▶ Directions
Edit the part of the data that opens with the line containing "The service MUST place one dot on the windshield wiper, one" and closes with the line containing "x=593, y=59" by replacing "utility pole" with "telephone pole". Keep everything else unchanged, and give back only those lines.

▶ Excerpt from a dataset

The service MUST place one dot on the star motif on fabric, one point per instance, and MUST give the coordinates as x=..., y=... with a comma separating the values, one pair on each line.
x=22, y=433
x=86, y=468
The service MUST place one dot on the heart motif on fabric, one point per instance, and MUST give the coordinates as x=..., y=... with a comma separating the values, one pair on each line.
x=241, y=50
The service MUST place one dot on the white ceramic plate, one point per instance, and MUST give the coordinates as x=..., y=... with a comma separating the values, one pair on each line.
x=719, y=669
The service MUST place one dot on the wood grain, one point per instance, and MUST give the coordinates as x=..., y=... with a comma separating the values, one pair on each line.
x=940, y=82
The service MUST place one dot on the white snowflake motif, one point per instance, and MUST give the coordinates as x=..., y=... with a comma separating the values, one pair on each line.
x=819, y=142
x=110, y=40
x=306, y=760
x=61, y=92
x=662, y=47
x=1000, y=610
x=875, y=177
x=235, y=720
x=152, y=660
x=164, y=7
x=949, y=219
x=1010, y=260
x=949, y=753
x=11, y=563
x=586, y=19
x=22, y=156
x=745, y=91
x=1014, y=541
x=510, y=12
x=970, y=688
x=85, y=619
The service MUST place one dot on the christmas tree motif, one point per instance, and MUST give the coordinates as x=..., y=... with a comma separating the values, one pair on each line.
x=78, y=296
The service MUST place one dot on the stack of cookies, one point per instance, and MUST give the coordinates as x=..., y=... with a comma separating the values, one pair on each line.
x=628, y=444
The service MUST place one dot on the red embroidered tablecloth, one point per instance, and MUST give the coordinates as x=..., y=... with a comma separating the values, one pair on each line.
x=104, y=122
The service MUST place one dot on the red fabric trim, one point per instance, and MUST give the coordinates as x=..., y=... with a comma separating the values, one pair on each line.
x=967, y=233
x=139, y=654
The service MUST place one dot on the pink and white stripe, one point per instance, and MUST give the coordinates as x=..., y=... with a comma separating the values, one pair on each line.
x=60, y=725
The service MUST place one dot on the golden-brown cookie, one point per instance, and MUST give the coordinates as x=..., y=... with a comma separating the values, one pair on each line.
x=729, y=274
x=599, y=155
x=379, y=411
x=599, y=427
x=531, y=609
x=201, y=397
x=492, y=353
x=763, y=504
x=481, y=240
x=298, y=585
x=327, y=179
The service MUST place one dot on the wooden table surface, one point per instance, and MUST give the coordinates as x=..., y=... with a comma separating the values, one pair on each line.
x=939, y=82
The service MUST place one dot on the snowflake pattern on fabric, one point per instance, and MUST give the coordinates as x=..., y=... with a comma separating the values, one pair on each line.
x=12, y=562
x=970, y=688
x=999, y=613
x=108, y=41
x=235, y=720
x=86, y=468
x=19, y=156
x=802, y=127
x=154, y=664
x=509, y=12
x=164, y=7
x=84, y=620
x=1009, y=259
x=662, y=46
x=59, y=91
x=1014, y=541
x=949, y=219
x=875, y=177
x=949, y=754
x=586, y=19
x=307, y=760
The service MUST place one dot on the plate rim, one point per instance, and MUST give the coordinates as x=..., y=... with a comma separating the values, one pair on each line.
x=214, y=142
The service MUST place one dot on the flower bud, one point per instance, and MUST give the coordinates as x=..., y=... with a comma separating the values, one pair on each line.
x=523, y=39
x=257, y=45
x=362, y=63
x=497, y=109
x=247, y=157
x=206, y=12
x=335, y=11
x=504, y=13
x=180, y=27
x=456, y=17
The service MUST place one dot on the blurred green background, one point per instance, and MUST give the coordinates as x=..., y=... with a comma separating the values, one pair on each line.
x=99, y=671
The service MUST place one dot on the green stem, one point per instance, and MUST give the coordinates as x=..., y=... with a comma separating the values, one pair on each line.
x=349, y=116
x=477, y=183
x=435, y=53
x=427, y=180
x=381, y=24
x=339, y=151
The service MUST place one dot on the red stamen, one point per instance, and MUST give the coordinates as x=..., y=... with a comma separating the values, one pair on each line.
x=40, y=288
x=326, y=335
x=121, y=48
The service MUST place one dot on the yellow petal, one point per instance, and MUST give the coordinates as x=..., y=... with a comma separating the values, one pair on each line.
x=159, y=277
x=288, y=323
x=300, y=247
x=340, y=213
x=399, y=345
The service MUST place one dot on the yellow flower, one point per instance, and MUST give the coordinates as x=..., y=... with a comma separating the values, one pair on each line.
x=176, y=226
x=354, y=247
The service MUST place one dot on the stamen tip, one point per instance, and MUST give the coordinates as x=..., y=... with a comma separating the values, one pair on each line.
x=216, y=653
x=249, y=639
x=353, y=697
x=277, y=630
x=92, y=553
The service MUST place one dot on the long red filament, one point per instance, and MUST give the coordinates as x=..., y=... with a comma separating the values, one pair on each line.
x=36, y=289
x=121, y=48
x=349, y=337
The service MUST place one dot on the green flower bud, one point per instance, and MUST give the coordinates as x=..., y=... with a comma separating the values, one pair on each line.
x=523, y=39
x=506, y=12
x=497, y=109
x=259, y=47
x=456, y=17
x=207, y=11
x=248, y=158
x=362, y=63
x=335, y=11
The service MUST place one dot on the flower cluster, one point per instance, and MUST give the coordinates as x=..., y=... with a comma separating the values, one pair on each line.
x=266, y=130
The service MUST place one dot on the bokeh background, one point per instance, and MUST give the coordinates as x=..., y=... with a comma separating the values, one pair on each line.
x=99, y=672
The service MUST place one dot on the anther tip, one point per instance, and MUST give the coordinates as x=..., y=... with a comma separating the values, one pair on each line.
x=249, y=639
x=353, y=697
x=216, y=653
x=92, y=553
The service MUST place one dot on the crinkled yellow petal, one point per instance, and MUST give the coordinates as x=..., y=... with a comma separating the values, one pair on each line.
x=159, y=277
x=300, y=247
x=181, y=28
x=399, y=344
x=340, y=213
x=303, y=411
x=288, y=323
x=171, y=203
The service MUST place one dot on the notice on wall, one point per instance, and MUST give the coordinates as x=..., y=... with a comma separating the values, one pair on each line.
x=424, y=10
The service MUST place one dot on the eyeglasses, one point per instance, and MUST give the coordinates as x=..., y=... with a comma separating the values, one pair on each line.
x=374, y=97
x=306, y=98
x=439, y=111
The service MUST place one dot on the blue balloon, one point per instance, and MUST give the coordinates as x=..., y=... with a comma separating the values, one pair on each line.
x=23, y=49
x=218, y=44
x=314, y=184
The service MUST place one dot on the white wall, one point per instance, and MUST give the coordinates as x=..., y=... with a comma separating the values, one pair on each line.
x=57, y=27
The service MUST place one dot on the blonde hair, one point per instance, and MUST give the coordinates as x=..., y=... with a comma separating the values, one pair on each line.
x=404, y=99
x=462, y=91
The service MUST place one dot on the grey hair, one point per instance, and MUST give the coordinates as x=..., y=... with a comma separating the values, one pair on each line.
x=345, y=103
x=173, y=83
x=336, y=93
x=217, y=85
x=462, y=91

* * *

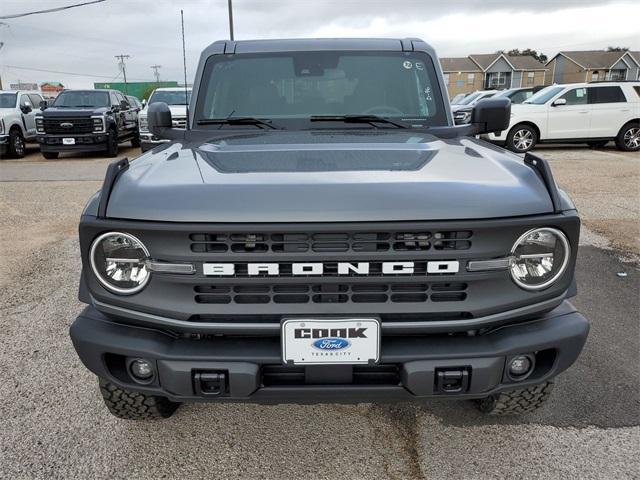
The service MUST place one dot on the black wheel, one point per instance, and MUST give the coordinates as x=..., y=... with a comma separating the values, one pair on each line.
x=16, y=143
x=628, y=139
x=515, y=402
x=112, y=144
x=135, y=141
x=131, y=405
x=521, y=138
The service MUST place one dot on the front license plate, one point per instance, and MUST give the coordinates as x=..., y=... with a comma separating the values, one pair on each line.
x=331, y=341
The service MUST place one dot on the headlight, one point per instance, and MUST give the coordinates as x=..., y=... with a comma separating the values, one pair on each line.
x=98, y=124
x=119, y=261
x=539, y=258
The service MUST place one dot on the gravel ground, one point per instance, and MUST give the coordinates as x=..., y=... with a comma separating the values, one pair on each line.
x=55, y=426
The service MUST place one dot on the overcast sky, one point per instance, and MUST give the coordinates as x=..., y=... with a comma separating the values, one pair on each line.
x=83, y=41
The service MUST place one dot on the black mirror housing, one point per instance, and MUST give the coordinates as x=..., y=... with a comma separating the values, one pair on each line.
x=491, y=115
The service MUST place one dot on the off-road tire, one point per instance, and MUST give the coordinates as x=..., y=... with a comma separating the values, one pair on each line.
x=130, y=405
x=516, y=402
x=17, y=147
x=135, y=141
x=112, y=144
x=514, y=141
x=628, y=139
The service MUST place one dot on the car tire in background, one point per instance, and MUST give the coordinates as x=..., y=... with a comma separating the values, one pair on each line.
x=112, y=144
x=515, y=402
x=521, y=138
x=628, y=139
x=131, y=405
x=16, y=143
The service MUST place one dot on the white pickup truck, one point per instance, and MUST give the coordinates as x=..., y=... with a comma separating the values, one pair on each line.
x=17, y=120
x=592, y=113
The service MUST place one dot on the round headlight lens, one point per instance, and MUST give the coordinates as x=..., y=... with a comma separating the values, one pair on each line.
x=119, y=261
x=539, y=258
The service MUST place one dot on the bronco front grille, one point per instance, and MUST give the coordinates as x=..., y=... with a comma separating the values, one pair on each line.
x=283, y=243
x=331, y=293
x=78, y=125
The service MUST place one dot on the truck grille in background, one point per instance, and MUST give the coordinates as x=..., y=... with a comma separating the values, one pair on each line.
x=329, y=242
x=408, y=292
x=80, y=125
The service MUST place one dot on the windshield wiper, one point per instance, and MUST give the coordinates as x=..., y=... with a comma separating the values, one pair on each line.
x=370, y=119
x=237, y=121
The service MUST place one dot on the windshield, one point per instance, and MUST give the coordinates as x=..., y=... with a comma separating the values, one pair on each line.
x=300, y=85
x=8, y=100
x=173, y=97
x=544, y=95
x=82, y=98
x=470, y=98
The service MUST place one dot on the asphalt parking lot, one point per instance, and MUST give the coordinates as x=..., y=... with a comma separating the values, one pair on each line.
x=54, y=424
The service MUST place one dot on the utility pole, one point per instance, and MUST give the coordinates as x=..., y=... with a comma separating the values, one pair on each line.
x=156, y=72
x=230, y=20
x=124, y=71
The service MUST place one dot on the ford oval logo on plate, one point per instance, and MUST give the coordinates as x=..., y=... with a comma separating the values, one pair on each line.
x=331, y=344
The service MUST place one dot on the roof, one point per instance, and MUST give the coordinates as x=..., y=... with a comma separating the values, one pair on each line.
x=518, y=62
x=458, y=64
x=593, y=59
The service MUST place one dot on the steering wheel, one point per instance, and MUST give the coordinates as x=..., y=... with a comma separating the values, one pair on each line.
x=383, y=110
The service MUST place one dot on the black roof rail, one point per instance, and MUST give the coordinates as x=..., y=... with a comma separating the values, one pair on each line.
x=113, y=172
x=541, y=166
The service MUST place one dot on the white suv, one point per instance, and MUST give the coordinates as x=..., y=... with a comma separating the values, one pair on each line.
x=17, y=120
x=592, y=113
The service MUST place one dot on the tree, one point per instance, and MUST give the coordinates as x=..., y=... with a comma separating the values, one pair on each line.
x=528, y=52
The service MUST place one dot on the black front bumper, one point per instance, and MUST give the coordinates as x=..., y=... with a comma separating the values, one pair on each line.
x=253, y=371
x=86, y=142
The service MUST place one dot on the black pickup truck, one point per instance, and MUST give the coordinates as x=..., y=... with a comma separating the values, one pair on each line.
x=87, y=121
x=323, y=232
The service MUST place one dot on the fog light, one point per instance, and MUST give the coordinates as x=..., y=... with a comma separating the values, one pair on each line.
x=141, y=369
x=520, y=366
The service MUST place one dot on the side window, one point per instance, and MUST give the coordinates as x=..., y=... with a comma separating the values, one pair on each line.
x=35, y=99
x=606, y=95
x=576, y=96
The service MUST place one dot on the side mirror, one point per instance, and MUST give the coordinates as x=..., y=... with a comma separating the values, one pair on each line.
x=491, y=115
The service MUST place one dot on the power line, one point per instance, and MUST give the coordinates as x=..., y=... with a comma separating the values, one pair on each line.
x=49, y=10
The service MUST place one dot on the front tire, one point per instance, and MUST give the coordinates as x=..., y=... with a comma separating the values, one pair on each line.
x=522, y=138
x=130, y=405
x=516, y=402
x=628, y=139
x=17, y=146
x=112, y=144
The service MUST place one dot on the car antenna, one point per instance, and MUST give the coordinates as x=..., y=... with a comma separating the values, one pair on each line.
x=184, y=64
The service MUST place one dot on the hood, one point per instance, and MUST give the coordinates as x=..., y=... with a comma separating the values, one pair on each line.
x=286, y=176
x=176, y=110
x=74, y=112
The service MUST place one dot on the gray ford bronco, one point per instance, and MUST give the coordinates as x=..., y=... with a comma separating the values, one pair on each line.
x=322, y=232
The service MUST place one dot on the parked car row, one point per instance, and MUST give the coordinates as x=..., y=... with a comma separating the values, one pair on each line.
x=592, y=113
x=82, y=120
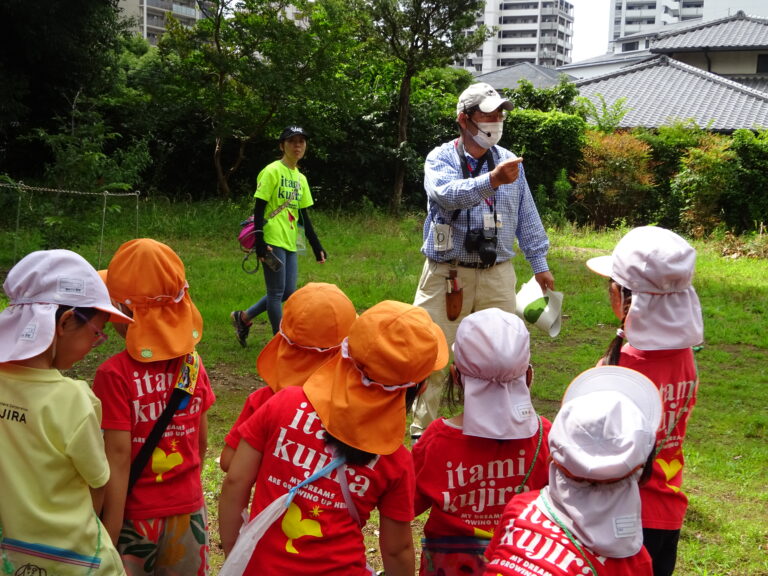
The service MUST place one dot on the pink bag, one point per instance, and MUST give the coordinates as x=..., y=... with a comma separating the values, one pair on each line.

▶ Response to the exercise
The service MUST place one dot on the windshield wiper, one point per instance, and MUST give the coordinates as x=..., y=... with a comma separating the values, one pair on each line.
x=370, y=119
x=237, y=121
The service MUST place one dot on the windshield, one point per instance, and MUST give the coordinates as x=..., y=... with a comma separating the values, one pair on each line.
x=300, y=85
x=8, y=100
x=173, y=97
x=544, y=95
x=82, y=98
x=470, y=98
The service MUST place one dot on the asphalt parking lot, one point per instance, and MUST give the coordinates as x=..., y=... with a comma separating the values, one pair on each line.
x=54, y=424
The service MUST place one dot on the telephone pole, one point per instance, and MUST give the coordinates as x=..., y=... with a comma separating the values, one pair on each line.
x=156, y=72
x=230, y=20
x=124, y=71
The service MUST place one dot on the ford oval logo on plate, one point per instance, and MUST give the coordinates as x=..., y=... with a comma separating the values, one pair on each line.
x=331, y=344
The service MUST place one dot on the roof, one point per instance, and MUST give the coordinates as x=..., y=... with a comma separating the values, one pair on each line.
x=518, y=62
x=458, y=64
x=593, y=59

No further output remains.